(Data from a data collection)
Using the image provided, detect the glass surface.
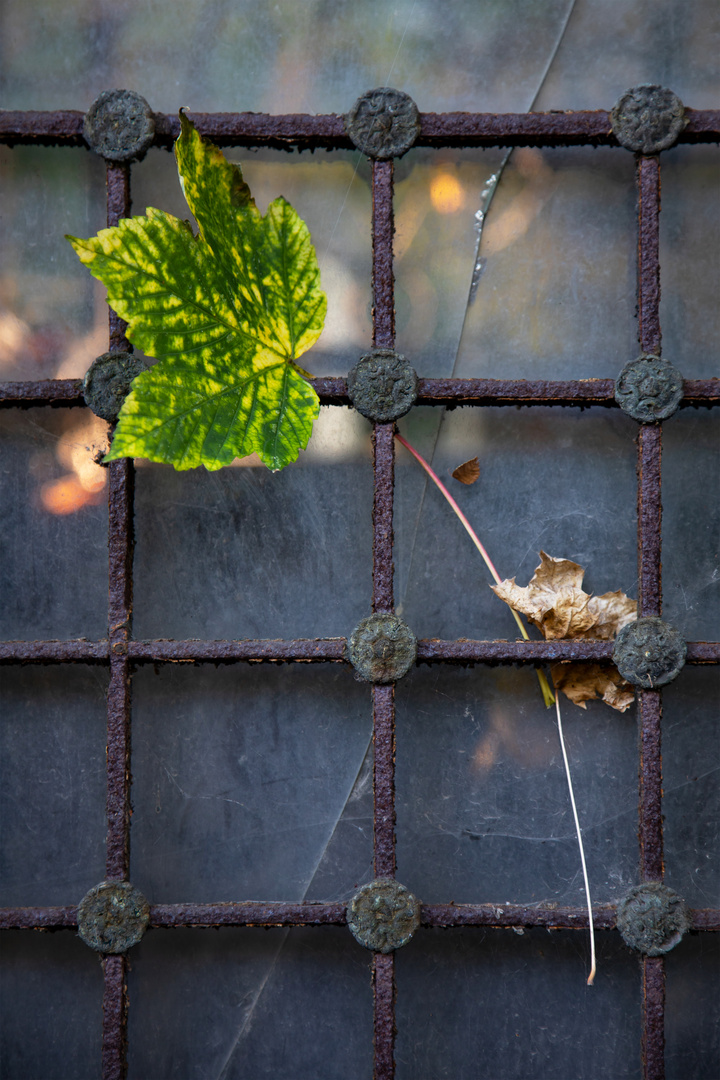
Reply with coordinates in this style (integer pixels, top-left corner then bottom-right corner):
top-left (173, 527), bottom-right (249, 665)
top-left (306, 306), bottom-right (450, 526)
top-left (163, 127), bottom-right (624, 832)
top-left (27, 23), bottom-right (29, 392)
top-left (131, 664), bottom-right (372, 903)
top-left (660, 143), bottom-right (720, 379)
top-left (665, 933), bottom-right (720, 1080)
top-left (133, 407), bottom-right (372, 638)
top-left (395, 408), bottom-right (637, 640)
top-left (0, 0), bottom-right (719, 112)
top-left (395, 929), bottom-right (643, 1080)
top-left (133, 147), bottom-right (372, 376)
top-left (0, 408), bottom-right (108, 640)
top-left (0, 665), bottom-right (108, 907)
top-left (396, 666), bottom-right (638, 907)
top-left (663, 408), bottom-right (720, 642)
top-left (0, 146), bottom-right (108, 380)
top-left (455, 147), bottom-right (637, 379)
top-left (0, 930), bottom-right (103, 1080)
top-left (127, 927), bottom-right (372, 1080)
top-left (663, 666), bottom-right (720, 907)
---
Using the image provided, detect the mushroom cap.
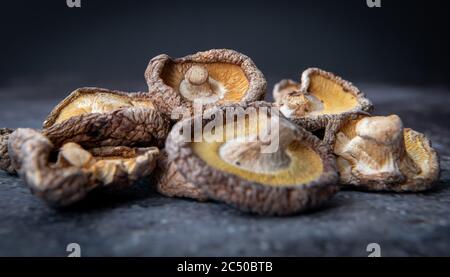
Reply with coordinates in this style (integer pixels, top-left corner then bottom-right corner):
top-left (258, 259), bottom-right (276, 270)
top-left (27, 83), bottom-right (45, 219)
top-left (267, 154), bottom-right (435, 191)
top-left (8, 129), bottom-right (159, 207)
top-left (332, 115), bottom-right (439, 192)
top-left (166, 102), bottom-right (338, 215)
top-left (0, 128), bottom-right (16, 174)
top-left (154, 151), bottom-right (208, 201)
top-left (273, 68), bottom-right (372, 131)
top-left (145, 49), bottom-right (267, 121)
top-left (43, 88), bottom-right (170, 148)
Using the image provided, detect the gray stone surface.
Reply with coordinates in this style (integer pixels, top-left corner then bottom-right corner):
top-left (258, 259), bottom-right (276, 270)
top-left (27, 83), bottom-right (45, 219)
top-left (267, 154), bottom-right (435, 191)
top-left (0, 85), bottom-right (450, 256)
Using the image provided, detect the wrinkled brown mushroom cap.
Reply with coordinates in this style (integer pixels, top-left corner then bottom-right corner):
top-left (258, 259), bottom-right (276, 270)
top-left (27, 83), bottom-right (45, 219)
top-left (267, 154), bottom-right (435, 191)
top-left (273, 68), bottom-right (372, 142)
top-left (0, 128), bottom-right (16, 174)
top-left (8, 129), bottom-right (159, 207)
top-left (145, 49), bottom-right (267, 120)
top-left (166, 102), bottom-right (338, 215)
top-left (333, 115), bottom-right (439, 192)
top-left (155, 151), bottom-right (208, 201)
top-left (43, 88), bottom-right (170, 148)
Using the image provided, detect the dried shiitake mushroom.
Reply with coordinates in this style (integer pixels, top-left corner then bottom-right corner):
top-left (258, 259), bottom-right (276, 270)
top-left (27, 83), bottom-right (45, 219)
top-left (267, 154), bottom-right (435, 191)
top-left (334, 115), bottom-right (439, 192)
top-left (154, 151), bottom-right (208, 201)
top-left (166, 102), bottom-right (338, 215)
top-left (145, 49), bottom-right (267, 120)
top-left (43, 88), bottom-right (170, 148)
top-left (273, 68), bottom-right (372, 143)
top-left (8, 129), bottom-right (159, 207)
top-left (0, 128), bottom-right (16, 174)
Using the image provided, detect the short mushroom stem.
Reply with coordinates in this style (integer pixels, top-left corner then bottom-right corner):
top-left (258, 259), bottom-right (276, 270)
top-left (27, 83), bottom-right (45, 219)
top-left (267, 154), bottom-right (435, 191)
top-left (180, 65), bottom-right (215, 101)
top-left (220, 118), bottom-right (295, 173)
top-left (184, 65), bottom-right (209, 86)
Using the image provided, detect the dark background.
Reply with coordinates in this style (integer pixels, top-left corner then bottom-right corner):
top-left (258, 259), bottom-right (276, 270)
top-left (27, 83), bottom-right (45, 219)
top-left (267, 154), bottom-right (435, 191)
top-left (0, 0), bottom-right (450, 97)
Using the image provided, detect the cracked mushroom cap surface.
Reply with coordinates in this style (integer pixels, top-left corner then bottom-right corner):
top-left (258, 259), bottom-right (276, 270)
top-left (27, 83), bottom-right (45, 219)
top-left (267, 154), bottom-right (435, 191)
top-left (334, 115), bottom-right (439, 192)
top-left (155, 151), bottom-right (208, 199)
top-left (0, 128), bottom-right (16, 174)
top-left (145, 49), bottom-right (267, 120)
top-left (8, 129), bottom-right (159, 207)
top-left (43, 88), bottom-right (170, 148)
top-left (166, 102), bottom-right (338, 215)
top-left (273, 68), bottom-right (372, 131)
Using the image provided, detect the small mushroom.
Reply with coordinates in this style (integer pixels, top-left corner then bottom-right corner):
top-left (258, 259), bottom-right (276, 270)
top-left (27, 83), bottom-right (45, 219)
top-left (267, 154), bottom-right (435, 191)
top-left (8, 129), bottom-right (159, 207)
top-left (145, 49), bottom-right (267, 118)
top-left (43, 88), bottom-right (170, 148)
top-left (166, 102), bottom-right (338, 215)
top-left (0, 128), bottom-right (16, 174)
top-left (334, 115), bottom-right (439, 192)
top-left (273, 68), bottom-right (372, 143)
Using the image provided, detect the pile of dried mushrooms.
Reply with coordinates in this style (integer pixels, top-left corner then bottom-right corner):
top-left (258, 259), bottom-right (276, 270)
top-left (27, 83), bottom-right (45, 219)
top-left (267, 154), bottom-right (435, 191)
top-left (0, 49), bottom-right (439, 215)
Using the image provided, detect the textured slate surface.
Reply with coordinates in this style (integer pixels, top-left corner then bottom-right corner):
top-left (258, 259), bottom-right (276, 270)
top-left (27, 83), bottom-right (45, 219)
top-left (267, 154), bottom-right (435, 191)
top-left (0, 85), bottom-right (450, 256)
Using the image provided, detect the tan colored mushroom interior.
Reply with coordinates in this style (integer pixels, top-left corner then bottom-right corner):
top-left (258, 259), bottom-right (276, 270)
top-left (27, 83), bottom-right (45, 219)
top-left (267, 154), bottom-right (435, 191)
...
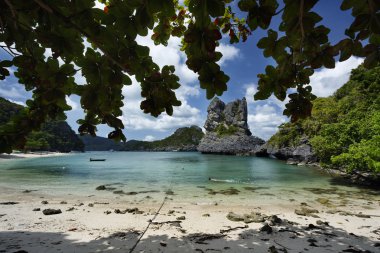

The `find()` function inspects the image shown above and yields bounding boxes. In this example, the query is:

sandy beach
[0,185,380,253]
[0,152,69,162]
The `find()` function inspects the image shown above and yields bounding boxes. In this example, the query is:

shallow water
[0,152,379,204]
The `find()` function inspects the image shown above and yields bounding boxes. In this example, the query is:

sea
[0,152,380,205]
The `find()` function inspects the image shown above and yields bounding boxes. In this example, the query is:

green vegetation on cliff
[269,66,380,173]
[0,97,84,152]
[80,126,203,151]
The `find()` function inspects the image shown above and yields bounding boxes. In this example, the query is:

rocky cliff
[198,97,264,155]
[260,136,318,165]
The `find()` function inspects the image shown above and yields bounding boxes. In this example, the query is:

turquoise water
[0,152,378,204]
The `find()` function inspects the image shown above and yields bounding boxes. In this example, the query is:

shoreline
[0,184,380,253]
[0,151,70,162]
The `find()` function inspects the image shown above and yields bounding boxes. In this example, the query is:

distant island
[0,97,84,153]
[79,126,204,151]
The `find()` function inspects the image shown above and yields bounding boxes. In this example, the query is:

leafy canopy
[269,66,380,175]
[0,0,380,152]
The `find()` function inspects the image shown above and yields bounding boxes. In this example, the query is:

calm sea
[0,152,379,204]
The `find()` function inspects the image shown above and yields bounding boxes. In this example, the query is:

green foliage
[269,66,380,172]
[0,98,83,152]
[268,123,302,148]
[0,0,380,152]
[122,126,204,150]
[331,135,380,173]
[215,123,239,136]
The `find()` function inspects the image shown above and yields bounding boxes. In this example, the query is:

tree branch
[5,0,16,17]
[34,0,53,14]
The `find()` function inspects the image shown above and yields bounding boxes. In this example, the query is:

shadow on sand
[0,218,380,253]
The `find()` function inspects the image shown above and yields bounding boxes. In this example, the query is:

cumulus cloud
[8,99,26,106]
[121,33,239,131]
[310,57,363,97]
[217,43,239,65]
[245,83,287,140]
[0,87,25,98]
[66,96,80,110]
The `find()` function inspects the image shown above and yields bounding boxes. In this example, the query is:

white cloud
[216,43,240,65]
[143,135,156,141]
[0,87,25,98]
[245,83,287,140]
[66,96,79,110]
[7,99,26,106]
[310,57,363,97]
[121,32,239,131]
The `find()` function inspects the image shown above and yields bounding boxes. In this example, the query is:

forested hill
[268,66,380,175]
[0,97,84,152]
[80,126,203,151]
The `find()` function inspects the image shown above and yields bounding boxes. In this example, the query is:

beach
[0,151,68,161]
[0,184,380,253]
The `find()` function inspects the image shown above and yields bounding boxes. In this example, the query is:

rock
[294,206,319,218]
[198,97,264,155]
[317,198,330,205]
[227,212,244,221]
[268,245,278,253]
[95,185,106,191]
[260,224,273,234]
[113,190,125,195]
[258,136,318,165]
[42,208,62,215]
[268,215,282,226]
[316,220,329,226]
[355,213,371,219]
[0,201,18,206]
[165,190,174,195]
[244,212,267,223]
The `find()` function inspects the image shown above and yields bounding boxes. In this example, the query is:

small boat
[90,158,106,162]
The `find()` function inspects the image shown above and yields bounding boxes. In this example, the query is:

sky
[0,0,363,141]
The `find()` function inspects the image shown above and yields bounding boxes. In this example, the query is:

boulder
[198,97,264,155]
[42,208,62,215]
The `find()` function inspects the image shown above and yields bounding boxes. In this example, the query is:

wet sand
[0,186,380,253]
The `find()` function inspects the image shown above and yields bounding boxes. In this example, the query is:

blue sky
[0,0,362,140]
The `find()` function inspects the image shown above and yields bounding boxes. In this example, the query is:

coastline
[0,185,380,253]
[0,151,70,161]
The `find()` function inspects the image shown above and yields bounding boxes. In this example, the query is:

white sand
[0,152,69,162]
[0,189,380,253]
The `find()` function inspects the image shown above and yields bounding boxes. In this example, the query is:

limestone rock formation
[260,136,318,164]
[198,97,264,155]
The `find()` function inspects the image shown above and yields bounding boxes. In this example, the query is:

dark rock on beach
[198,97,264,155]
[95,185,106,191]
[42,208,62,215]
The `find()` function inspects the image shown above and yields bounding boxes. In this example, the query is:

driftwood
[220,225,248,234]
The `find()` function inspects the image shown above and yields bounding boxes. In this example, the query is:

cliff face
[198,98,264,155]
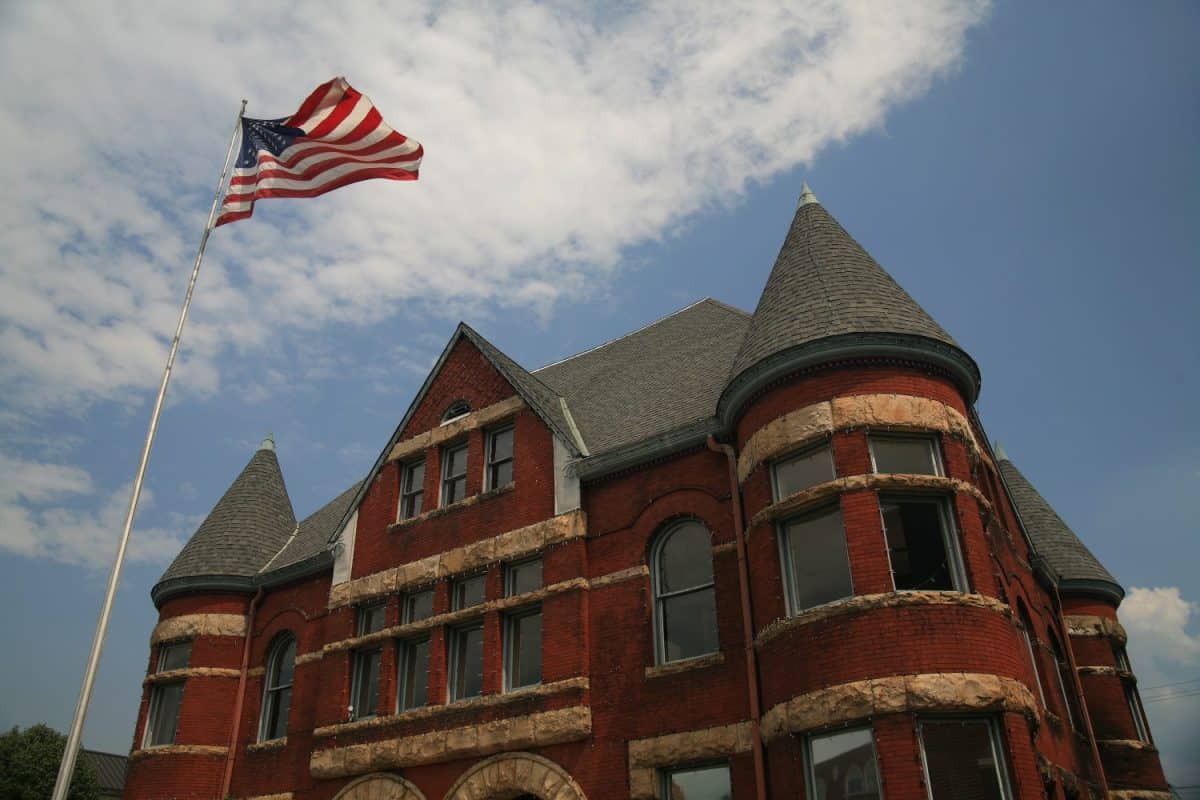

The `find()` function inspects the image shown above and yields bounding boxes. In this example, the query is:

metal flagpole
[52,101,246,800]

**Stated task:** Can you write out everything from the line containing "Using the image provided, detect the short" down to the line containing "top-left (184, 65), bottom-right (209, 86)", swapping "stem" for "stalk" and leaving all else unchanged?

**Answer to the task:**
Using the image provided, detect the short mushroom stalk.
Reply with coordinates in this style (integer pixels, top-left corner then bottom-right corner):
top-left (258, 259), bottom-right (276, 270)
top-left (27, 83), bottom-right (45, 219)
top-left (267, 154), bottom-right (435, 191)
top-left (180, 65), bottom-right (215, 101)
top-left (220, 118), bottom-right (295, 173)
top-left (184, 65), bottom-right (209, 86)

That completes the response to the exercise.